**WHAT YOU ARE ASKED TO DO:**
Every record below should be repeated exactly, with the pictures left out.

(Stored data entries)
........

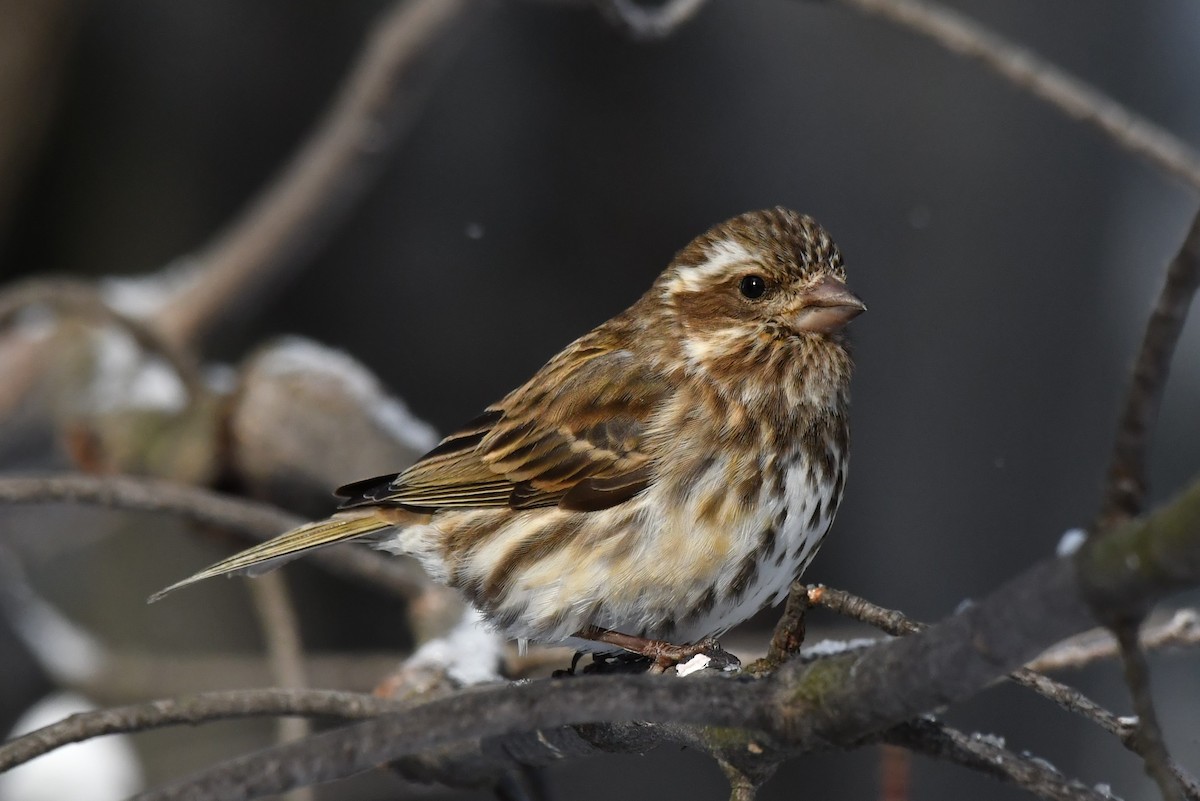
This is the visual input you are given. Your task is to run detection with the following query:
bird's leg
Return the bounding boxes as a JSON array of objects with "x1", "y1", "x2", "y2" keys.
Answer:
[{"x1": 574, "y1": 626, "x2": 739, "y2": 673}]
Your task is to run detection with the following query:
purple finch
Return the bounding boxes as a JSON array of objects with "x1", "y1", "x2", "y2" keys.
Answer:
[{"x1": 156, "y1": 207, "x2": 865, "y2": 669}]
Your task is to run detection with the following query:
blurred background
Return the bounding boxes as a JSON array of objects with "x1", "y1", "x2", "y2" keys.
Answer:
[{"x1": 1, "y1": 0, "x2": 1199, "y2": 798}]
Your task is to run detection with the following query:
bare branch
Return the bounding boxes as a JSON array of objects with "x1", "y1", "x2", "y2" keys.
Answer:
[
  {"x1": 245, "y1": 573, "x2": 314, "y2": 801},
  {"x1": 805, "y1": 583, "x2": 1200, "y2": 796},
  {"x1": 1100, "y1": 210, "x2": 1200, "y2": 526},
  {"x1": 1028, "y1": 609, "x2": 1200, "y2": 673},
  {"x1": 884, "y1": 719, "x2": 1109, "y2": 801},
  {"x1": 837, "y1": 0, "x2": 1200, "y2": 192},
  {"x1": 150, "y1": 0, "x2": 476, "y2": 351},
  {"x1": 0, "y1": 689, "x2": 404, "y2": 773},
  {"x1": 1114, "y1": 625, "x2": 1185, "y2": 801},
  {"x1": 748, "y1": 579, "x2": 816, "y2": 674},
  {"x1": 0, "y1": 472, "x2": 430, "y2": 600}
]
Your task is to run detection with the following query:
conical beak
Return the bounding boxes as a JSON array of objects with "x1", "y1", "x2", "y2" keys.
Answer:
[{"x1": 790, "y1": 275, "x2": 866, "y2": 334}]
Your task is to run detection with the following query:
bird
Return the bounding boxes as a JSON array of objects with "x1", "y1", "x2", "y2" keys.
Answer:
[{"x1": 154, "y1": 207, "x2": 865, "y2": 670}]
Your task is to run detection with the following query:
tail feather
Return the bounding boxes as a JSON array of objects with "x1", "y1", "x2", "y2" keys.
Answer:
[{"x1": 149, "y1": 511, "x2": 395, "y2": 603}]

........

**EXPECTED ANSWER:**
This is the visual input you are given. Your task is to run detection with the following query:
bird's leg
Return the bounding boxes as a JSON array of objects with "x1", "y1", "x2", "y2" keys.
Answer:
[{"x1": 574, "y1": 626, "x2": 739, "y2": 673}]
Your task is to run detection with the following query:
purple finch
Return the bounding boxes as a JSON array of objects with "x1", "y1", "x2", "y2" keys.
Answer:
[{"x1": 156, "y1": 207, "x2": 865, "y2": 669}]
Your task is to run detection with the following query:
blurred background
Return the bounding boxes as a JSON array of objects with "x1", "y1", "x2", "y2" keys.
Answer:
[{"x1": 1, "y1": 0, "x2": 1199, "y2": 798}]
Your task is to run detection with the following query:
bare branch
Return the bounding boxes as a JSON array of objects with "x1", "y1", "x2", "y2" keys.
Answer:
[
  {"x1": 245, "y1": 573, "x2": 314, "y2": 801},
  {"x1": 805, "y1": 583, "x2": 1200, "y2": 796},
  {"x1": 1100, "y1": 210, "x2": 1200, "y2": 526},
  {"x1": 1028, "y1": 609, "x2": 1200, "y2": 673},
  {"x1": 884, "y1": 719, "x2": 1109, "y2": 801},
  {"x1": 837, "y1": 0, "x2": 1200, "y2": 192},
  {"x1": 150, "y1": 0, "x2": 476, "y2": 351},
  {"x1": 0, "y1": 689, "x2": 404, "y2": 773},
  {"x1": 1114, "y1": 625, "x2": 1185, "y2": 801},
  {"x1": 748, "y1": 579, "x2": 816, "y2": 674},
  {"x1": 0, "y1": 472, "x2": 430, "y2": 600}
]
Your task is to run detection with the following query:
conical beak
Return the bounding boxes as a JSON array of objects with "x1", "y1", "x2", "y2" keys.
Answer:
[{"x1": 790, "y1": 275, "x2": 866, "y2": 334}]
Your task is to run detection with the following query:
bird
Return the bounding boxes as a JSON array of objects with "x1", "y1", "x2", "y2" keys.
Answer:
[{"x1": 154, "y1": 207, "x2": 865, "y2": 670}]
Your task is to run detection with the following query:
tail feather
Return the bounding boxes as a JSON array of objects with "x1", "y1", "x2", "y2" keys.
Answer:
[{"x1": 149, "y1": 511, "x2": 395, "y2": 603}]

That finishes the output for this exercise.